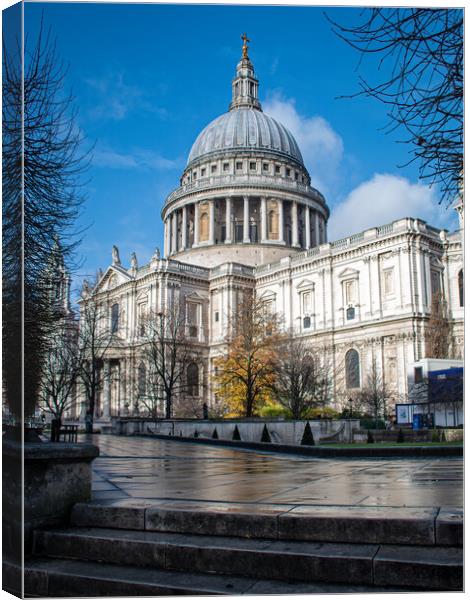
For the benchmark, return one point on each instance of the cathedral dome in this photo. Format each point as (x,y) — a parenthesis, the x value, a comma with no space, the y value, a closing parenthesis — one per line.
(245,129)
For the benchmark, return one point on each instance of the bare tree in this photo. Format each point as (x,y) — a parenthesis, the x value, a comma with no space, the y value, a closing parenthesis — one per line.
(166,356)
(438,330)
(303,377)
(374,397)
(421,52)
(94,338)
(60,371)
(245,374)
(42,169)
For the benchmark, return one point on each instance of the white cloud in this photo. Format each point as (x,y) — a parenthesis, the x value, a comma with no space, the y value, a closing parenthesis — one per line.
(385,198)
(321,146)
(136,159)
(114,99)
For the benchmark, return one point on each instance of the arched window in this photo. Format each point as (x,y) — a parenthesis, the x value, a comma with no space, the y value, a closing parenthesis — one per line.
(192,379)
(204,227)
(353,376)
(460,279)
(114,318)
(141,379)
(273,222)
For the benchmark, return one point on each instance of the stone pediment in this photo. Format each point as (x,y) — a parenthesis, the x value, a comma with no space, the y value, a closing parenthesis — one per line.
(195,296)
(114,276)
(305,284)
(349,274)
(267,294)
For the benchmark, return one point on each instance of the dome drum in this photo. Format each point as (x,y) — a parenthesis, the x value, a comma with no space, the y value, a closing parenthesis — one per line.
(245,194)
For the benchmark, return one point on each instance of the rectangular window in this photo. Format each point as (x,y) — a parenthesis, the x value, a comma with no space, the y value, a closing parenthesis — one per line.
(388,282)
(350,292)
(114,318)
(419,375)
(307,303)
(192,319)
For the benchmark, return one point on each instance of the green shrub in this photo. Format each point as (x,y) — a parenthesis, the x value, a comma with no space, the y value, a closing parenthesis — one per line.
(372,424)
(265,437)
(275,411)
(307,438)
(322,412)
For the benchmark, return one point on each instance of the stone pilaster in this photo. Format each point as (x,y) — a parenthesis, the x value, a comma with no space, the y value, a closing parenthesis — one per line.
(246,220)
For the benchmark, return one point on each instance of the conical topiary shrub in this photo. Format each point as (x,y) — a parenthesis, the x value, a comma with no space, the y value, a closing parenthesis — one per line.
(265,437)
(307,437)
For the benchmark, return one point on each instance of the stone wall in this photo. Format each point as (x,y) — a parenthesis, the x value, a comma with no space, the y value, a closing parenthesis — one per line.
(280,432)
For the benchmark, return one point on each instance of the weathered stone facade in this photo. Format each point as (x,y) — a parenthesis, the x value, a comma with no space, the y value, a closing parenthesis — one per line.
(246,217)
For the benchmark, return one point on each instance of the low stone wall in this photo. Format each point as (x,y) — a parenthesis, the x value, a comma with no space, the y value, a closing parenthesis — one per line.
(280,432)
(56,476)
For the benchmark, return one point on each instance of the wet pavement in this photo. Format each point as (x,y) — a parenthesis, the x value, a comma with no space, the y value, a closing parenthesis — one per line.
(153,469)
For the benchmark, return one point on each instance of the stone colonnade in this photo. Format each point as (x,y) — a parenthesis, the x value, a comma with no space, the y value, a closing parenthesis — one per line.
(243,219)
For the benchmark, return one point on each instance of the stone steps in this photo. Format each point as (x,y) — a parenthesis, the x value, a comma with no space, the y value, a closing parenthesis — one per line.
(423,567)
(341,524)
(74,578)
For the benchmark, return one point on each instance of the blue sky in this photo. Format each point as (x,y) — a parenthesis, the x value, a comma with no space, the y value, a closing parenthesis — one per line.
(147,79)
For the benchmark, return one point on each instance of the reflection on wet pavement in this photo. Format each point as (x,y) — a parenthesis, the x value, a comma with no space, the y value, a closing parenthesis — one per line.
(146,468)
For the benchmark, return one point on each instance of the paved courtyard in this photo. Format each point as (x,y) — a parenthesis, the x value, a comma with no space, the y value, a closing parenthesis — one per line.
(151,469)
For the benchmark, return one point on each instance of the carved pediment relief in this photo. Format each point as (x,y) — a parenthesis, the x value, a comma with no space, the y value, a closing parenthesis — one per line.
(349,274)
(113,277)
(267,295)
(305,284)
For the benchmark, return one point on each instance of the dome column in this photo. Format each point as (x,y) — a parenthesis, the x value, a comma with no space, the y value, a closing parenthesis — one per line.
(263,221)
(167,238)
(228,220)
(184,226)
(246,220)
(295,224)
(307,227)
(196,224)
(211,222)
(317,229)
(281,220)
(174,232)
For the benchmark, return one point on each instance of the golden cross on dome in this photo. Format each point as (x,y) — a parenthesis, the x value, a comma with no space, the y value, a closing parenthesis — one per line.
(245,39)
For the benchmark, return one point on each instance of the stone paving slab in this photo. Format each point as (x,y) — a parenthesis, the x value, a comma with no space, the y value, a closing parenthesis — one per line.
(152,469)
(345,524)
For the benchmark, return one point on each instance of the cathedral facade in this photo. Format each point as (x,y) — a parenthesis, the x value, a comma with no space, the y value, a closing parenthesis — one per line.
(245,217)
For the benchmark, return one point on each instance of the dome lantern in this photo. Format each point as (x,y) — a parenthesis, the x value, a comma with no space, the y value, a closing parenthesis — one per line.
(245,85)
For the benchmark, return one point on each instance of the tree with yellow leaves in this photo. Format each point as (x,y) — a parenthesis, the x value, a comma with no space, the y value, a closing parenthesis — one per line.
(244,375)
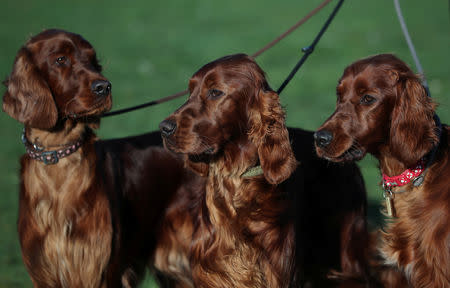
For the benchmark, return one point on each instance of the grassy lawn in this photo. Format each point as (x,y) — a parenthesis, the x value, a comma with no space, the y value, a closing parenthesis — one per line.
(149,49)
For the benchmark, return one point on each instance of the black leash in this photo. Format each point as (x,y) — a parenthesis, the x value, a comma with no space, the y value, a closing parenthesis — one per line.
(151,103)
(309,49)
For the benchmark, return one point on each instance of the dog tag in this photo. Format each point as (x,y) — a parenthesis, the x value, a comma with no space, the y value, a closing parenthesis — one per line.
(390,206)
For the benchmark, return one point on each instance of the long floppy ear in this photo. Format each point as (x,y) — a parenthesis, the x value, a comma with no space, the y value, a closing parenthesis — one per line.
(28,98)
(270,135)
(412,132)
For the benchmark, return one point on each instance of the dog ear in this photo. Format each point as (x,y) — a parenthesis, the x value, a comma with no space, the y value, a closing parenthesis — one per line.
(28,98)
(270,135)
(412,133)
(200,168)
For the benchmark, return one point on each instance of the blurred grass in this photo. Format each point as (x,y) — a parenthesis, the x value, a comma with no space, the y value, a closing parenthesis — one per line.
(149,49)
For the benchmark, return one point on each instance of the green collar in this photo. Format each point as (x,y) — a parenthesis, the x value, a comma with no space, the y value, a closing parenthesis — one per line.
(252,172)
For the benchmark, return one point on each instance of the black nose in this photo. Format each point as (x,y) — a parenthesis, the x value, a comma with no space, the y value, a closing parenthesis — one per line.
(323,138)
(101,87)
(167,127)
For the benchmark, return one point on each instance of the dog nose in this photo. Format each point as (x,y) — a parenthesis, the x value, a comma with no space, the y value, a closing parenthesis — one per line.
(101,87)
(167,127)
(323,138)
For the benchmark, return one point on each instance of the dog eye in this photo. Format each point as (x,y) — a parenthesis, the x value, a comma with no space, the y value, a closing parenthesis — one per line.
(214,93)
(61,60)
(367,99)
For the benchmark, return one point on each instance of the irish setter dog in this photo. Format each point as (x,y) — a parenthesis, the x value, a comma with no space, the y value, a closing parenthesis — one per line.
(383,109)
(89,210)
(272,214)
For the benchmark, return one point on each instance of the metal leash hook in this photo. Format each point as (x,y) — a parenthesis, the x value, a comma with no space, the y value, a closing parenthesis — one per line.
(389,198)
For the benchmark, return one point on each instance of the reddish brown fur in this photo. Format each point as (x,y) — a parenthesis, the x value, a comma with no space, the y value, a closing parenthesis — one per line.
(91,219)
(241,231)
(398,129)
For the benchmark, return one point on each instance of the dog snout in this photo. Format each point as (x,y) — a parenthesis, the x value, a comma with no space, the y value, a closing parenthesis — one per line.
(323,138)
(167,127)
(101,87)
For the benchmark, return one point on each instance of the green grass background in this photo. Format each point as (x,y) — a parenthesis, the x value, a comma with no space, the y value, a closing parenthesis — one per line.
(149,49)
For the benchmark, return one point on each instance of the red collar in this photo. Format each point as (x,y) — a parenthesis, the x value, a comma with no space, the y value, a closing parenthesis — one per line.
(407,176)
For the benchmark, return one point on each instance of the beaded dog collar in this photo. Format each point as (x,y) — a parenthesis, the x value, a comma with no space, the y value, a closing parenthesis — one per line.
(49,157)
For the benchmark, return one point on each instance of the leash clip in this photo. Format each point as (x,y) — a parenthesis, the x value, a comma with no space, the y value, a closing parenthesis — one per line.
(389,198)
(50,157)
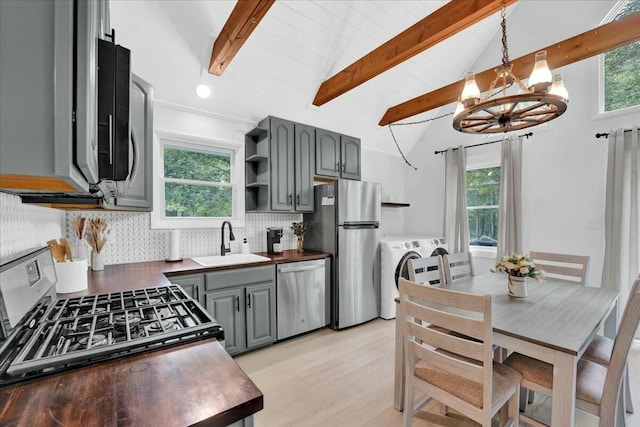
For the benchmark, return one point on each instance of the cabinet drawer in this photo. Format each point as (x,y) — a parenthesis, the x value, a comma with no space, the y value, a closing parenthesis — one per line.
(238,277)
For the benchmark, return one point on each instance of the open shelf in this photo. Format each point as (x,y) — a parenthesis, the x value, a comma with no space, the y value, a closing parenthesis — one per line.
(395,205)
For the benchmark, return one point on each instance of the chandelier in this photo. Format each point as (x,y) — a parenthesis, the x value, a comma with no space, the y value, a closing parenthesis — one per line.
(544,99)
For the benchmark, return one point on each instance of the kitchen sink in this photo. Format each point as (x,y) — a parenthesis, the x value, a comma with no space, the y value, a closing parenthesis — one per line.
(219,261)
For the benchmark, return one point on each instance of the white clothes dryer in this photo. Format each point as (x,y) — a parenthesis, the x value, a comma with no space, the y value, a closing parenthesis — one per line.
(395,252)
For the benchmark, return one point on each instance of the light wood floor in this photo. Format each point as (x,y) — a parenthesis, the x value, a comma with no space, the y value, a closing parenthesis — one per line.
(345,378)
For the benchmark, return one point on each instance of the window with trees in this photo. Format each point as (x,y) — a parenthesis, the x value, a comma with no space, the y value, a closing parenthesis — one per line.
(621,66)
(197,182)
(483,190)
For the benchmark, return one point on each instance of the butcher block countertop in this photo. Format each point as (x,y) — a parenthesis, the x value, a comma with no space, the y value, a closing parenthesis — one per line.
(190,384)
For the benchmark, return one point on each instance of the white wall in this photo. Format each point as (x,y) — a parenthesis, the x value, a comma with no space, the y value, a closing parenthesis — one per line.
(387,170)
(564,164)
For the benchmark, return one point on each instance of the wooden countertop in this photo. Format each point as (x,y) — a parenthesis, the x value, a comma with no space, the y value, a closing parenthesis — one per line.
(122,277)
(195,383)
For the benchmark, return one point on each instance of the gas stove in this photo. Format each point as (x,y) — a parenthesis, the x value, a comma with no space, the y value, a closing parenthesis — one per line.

(Set problem):
Repeat, without changes, every line from the one that contains "of the butcher" through the final line of the data.

(Task response):
For the benchmark, return one point on each instance of the butcher block countertop in this photo. Format each point as (x,y) — a parenthesis, the x value, a comma with no space, the y value, a closing parenthesis — one per line.
(190,384)
For the benchmark, return one point on each instance of the white wall in this photo. Format each point as (x,y) — a parenthesis, the x value, a comma with no space, the y value, a closing parenthesis — one per line.
(387,170)
(564,164)
For the benchmark, return one point on each instance of the wooden countertop in this photo. Format each point as (x,y) — a parenthesis, the x value, a comma with no space, the y value, a closing parenthesis — one per line.
(122,277)
(195,383)
For the benchmark, return one point on each instance of the gas stove in this photo. Format each point as (x,y) — a parenthesis, the x value, a comma with no space, the y value, a closing parenthesis — one per line.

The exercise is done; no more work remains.